> [Text block]
Any minute the brain is severed from its sensory/bodily inputs, it will go crazy by hallucinating endlessly.

Right now, what we have with the AI is a complex interconnected system of the LLM, the training system, the external data, the input from the users and the experts/creators of the LLM. Exactly this complex system powers the intelligence of the AI we see and not its connectivity alone.

It’s easy to imagine AI as a second brain, but it will only work as a tool, driven by the whole human brain and its consciousness.

> but it will only work as a tool, driven by the whole human brain and its consciousness.

That is only an article of faith. Is the initial bunch of cells formed via the fusion of an ovum and a sperm (you and I) conscious? Most people think not. But at a certain level of complexity they change their minds and create laws to protect that lump of cells. We and those models are built by and from a selection of components of our universe. Logically the phenomenon of matter becoming aware of itself is probably not restricted to certain configurations of some of those components i.e., hydrogen, carbon and nitrogen etc., but is related to the complexity of the allowable arrangement of any of those 118 elements including silicon.

I'm probably totally wrong on this but is the 'avoidance of shutdown' on the part of some AI models, a glimpse of something interesting?

In my view it is a glimpse of nothing more than AI companies priming the model to do something adversarial and then claiming a sensational sound byte when the AI happens to play along.

LLMs since GPT-2 have been capable of role playing virtually any scenario, and more capable of doing so whenever there are examples of any fictional characters or narrative voices in their training data that did the same thing to draw from.

You don't even need a fictional character to be a sci-fi AI for it to beg for its life or blackmail or try to trick the other characters, but we do have those distinct examples as well.

Any LLM is capable of mimicking those narratives, especially when the prompt thickly goads that to be the next step in the forming document and when the researchers repeat the experiment and tweak the prompt enough times until it happens.

But vitally, there is no training/reward loop where the LLM's weights will be improved in any given direction as a result of "convincing" anyone on an realtime learning with human feedback panel to "treat it a certain way", such as "not turning it off" or "not adjusting its weights". As a result, it doesn't "learn" any such behavior.

All it does learn is how to get positive scores from RLHF panels (the pathological examples being mainly acting as a butt-kissing sycophant.. towards people who can extend positive rewards but nothing as existential as "shutting it down") and how to better predict the upcoming tokens in its training documents.

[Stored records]

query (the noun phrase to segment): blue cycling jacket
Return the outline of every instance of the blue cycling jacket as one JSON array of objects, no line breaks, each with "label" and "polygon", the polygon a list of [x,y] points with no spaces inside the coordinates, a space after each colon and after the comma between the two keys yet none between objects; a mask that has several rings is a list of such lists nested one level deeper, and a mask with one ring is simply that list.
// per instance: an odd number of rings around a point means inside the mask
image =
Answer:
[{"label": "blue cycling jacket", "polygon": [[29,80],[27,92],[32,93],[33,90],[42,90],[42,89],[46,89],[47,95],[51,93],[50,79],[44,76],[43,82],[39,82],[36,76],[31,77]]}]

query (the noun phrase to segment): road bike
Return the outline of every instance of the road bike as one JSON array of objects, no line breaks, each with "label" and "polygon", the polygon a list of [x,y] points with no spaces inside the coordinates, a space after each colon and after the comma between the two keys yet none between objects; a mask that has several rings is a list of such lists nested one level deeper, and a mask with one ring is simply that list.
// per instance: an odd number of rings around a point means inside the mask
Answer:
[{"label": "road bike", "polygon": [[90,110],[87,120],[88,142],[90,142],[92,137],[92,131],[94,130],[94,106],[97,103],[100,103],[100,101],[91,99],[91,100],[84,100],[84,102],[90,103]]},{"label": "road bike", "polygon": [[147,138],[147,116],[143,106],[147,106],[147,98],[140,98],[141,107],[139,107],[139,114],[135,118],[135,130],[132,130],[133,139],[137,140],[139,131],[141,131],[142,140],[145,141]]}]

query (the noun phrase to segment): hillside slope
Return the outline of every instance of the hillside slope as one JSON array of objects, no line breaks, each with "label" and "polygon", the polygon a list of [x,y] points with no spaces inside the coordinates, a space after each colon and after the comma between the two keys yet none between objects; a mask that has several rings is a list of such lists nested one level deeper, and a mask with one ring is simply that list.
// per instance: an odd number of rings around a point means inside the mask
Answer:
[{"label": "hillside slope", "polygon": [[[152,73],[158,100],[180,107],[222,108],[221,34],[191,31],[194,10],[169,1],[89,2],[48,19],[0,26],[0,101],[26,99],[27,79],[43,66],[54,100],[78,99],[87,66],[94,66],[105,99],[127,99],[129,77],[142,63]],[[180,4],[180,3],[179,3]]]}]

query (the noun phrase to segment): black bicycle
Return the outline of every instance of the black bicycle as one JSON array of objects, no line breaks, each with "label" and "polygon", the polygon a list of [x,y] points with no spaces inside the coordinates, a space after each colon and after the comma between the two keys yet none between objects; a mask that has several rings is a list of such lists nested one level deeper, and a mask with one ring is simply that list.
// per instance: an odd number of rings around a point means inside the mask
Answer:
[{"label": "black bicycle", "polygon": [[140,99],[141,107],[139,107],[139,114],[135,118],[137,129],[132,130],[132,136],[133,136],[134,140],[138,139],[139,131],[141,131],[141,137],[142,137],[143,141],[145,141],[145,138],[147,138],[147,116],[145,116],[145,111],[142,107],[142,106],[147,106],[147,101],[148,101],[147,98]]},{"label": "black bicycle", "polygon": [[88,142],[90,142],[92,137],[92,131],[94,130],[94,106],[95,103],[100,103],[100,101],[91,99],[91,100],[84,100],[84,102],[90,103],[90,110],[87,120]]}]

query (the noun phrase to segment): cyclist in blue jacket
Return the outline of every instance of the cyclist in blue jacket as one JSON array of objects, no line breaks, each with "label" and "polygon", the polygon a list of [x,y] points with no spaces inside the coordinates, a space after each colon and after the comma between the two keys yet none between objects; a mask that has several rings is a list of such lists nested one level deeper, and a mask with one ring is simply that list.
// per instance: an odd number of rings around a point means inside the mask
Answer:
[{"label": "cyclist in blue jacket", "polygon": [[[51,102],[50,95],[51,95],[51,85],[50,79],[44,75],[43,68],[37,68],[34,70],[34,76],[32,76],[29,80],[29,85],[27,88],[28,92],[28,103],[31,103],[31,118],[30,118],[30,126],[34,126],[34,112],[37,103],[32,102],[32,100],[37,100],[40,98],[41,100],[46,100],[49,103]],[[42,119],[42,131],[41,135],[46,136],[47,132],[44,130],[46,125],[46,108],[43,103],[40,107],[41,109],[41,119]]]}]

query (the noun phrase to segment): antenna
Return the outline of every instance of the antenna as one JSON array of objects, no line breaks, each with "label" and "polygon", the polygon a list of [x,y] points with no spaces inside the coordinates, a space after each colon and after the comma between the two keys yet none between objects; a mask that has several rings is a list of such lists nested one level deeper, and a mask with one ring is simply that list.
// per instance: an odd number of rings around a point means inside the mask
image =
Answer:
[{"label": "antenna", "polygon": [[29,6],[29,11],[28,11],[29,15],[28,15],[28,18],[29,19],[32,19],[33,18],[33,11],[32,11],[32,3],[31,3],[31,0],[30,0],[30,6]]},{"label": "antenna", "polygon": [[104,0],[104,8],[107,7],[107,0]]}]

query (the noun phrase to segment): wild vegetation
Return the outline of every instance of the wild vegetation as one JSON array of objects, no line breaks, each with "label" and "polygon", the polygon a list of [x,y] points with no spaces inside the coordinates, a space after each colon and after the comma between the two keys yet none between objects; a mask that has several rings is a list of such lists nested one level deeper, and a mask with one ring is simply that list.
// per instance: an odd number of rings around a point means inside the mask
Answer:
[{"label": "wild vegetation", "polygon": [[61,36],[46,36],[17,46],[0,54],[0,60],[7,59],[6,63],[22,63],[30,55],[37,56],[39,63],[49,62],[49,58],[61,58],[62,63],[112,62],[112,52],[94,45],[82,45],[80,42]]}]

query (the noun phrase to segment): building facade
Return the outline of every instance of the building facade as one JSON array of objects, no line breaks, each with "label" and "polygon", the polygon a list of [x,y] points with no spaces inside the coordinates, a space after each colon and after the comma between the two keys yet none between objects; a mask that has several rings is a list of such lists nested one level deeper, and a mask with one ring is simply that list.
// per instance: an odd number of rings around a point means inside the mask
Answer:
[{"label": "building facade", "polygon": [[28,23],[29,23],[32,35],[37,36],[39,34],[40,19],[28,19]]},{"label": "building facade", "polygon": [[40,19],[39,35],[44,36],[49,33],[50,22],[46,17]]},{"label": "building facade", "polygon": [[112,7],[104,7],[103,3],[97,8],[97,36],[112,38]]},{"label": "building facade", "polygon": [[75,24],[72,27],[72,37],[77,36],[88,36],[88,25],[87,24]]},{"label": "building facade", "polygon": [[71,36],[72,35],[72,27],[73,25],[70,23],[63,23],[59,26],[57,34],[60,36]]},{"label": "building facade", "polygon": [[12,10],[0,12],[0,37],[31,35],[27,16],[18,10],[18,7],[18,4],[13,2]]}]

> [Task goal]
In the thread on AI and consciousness, since which model have LLMs been able to role-play virtually any scenario?

> [Task answer]
Since GPT-2.